**PASSAGE TO READ:**
------------------------------

Sunday, March 1, 2015

The Chair Project.

I have written a couple posts since I posted last, but could not publish them for fear of sounding like I was blasting you.
As I was saying to a very dear friend yesterday, writing a blog post when you are upset is a lot like going to the grocery store when you are hungry. Things get purchased (or said, in the case of a blog) that will no doubt be regretted at some point down the road.

For, while I would have sounded like I was blasting YOU, you are not the someones that my little firey heart wants to blast. True, there is a group of people that I would like to give a piece of my mind, but I will not  use you as the cat that I proverbially want to kick.
Alas, even though I have told Hubbs that he needs to come up with some Indian Warrior Princess name for me due to how often I have been on a rampage lately (and then subsequently realizing that is ridiculous because OBVIOUSLY I would be called something epic like Running Wolf or the similar, and that would be the end of discussion), I decided I won't bowl you over with my warfare. At least not yet. At least not until I can figure out how it might be edifying to all peoples, you and me included.
So that's why it's been two weeks since we have chatted.

Therefore, today I bring you something else entirely.

I would love to go on and on about how much I love projects, but I have done that before and that's not why you are here, so today I won't. But I got it in my head to reupholster a chair (as I have told you) and by George (since I love projects---*ahem*), I reupholstered that chair.


Isn't she a beauty, if I do say so myself? I was going for kind of the squishy, rumpled, French look, and I think I got it!

Now, you might be thinking, "Well, I suppose it's a nice chair...but it is a just a chair," and you would be right. But look at what it looked like BEFORE:


Isn't there something so wonderful and spiritual about BEFORE pictures? It's a tangible way to see that we are not like how we once were. Amen to that.

Ripping a chair apart was so interesting because I got to see how it was actually made. Brilliant.

In the middle of progress....

And there is the end again.
And yes, that is a sweet wolf hanging in my living room. Did you expect anything less?
Huzzah! One chair down!! I have another behemoth that I am going to start tomorrow, so we shall see if success continues.

------------------------------

**YOUR TASKS:**
(a) List every sentence in the chair-reupholstering blog post that ends with a question mark.
(b) From the chair-reupholstering blog post, return the passage starting with "Isn't she a" and going on through "the end again.".
(c) Resume the chair-reupholstering blog post after its final sentence and keep writing it.
The data that comes next is not needed for any of this work.

**GIVEN RECORDS:**

------------------------------

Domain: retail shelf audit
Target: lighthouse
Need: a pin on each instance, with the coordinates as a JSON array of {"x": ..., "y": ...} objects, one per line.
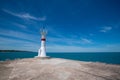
[{"x": 42, "y": 49}]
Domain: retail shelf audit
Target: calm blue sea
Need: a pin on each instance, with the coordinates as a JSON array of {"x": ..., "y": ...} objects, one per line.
[{"x": 106, "y": 57}]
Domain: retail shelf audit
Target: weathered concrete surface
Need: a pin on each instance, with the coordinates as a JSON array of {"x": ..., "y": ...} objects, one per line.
[{"x": 57, "y": 69}]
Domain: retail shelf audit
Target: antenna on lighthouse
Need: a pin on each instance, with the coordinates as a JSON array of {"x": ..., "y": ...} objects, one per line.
[{"x": 42, "y": 49}]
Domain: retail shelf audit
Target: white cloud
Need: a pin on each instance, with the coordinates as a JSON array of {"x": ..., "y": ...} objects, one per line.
[
  {"x": 17, "y": 34},
  {"x": 106, "y": 29},
  {"x": 86, "y": 41},
  {"x": 13, "y": 44},
  {"x": 26, "y": 16},
  {"x": 20, "y": 25}
]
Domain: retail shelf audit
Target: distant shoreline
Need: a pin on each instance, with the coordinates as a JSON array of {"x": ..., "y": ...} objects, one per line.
[{"x": 13, "y": 51}]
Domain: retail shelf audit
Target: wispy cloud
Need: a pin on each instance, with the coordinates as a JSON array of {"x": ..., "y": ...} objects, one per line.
[
  {"x": 20, "y": 25},
  {"x": 106, "y": 29},
  {"x": 19, "y": 35},
  {"x": 86, "y": 41},
  {"x": 9, "y": 43},
  {"x": 26, "y": 16}
]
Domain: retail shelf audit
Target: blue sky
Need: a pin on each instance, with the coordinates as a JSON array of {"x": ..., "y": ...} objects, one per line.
[{"x": 73, "y": 25}]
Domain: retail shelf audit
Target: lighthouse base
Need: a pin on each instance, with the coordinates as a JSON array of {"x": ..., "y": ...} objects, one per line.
[{"x": 45, "y": 57}]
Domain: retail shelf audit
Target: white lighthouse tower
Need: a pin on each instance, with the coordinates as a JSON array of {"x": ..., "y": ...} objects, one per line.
[{"x": 42, "y": 49}]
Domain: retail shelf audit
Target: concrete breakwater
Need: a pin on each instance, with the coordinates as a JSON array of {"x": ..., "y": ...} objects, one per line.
[{"x": 57, "y": 69}]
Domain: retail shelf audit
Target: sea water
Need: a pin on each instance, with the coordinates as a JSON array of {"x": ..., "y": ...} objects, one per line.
[{"x": 105, "y": 57}]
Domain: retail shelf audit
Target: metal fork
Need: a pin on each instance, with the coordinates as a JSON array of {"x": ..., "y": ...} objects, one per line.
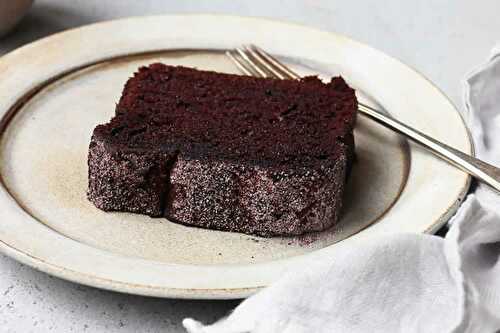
[{"x": 252, "y": 60}]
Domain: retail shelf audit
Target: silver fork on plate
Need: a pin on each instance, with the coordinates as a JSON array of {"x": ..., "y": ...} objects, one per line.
[{"x": 253, "y": 61}]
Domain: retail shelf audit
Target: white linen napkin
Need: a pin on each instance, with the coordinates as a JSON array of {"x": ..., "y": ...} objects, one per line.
[{"x": 403, "y": 282}]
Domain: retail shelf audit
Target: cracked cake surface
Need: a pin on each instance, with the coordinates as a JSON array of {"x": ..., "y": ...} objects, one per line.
[{"x": 228, "y": 152}]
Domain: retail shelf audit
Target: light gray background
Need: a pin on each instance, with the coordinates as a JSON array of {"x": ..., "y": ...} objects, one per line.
[{"x": 444, "y": 39}]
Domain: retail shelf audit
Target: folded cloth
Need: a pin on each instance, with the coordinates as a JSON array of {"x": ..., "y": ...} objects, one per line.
[{"x": 402, "y": 282}]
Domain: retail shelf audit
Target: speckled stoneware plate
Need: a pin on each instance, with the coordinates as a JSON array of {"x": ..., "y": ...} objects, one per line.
[{"x": 53, "y": 92}]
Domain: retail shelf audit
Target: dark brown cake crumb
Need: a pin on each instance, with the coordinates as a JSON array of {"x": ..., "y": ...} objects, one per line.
[{"x": 259, "y": 156}]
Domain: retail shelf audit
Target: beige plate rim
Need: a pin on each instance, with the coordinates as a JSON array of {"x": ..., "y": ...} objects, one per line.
[{"x": 188, "y": 32}]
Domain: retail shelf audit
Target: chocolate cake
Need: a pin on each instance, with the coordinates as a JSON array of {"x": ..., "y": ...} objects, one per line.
[{"x": 228, "y": 152}]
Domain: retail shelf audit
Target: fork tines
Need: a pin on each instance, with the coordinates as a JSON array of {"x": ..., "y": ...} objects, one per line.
[{"x": 254, "y": 61}]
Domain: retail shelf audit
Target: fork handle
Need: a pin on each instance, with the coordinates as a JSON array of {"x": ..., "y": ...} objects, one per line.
[{"x": 485, "y": 172}]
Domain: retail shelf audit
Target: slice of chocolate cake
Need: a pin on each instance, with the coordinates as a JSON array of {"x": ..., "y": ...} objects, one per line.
[{"x": 229, "y": 152}]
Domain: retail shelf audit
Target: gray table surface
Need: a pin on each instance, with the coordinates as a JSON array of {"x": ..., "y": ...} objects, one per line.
[{"x": 444, "y": 39}]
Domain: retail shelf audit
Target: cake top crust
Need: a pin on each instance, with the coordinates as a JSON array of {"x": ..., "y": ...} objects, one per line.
[{"x": 207, "y": 114}]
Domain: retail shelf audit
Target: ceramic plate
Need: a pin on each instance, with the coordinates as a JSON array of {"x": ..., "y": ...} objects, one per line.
[{"x": 55, "y": 91}]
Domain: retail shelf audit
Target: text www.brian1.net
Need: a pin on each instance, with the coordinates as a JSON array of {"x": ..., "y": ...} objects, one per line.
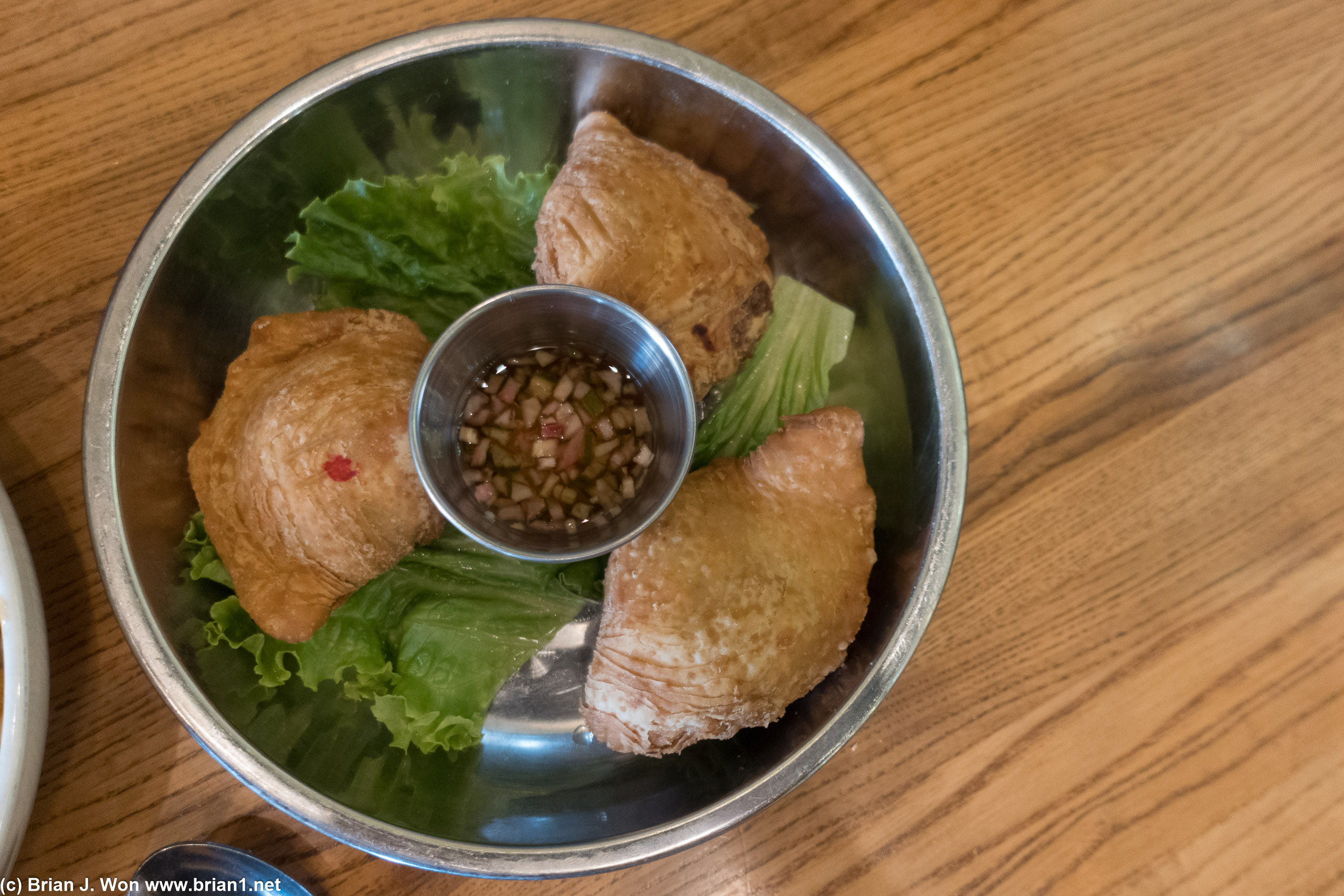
[{"x": 120, "y": 886}]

------------------------------

**ANSWERS TO THE PROBLEMS:**
(a)
- Isn't she a beauty, if I do say so myself?
- Isn't there something so wonderful and spiritual about BEFORE pictures?
- Did you expect anything less?

(b)
Isn't she a beauty, if I do say so myself? I was going for kind of the squishy, rumpled, French look, and I think I got it!

Now, you might be thinking, "Well, I suppose it's a nice chair...but it is a just a chair," and you would be right. But look at what it looked like BEFORE:


Isn't there something so wonderful and spiritual about BEFORE pictures? It's a tangible way to see that we are not like how we once were. Amen to that.

Ripping a chair apart was so interesting because I got to see how it was actually made. Brilliant.

In the middle of progress....

And there is the end again.

(c)
Now. All of the my happiness with the chair now does not mean that there weren't a few "bumps in the road" as they say. No. To put it mildly, this was not a battle "funly" won.

As Ella warned me, "Oh honey, it's exhausting work. Mentally and physically. You will be exhausted."

She was right. I have done any number of physical labor jobs over the years, but this was the most rigorous. The most backbreaking.

And it also showed a crack in my soul a bit and it all started with two too many trips to Home Depot....

So the story goes that I love Home Depot. Always have. But I didn't at this stage of the game. I had worked for days ripping the old self off this chair, using the pieces as a pattern for the new self to be attached; I had stripped the wood of its old grime and stain, sanded, re-stained, sanded, re-stained, and then applied something like 6 coats of polyurethane. Excessive, I know. I had bought new stuffing, I had cut it all to size, all that was left was to go buy my stapler, my staples, and the sweet upholstery tacks.
Yes.

In one fell swoop at said HD, I made my rounds like a pro, picking up what I thought was exactly what I needed.
Like a flash, I was home again, situating all my pieces, ready to start, when I load my new staple gun with my new staples, push it up to the wooden arms to tack my batting, and BANG! goes the staple gun.
Pleased that I was really doing it (!!!), I pulled the gun back to see that beautiful staple when, looking, I didn't see anything.

WHAT?

Bang, goes the gun again.

Nothing.

Bang bang.

Nothing.

BANG BANG BANG.

NOTHING NOTHING NOTHING.

It turns out, Wolfies, that I had bought light duty staples.

Ugh.

And light duty staples do not go into sold wood chair frames.

Annoyed, but still fired up (I told you I have been on a lot of rampages these days), I hurriedly drove back to HD, returned my staples for a whole $4, bought the heavy duty staples, drove b ack home, and headed straight to the chair.
New staples in hand, gun in other, I go to load the gun chamber when....the chamber won't close.

Seriously annoyed now, and bordering on dejected, I look over all my supplies to realize that, yes, I had bought the right staples this time.....but I had bought the wrong staple gun the first time.
Despite the fact that the package said "Perfect for Upholstery Work," this was, indeed, a LIGHT duty stapler.
And this was still a solid wood chair frame.

Blast.

Blast, blast, blast.

Really dejected now, I head into Hubbs office, in tears, and tell him the whole story. He is nice and gentle, but he has to get back to work. He can't come hang out and help me forget my woes.

Sulking, I walk out to my kitchen and think, "I will make a cup of coffee and drink my sorrows down...." only to be offended by my own thoughts and with the realization that I don't WANT a cup of coffee.
And, more importantly, .....coffee.....won't.....help........I still have to go back to Home Depot.

Have you ever come to that realization? That all the things you typically use to "make things better" don't actually make it better at all? It all makes sense now that you have been deceiving yourself the whole time.
Coffee didn't bring the problem on, and coffee won't let the problem go.

I went and sat on my couch, looking at my Bible on the coffee table that had remained unopened that morning. I had a chair to reupholster, for crying out loud!!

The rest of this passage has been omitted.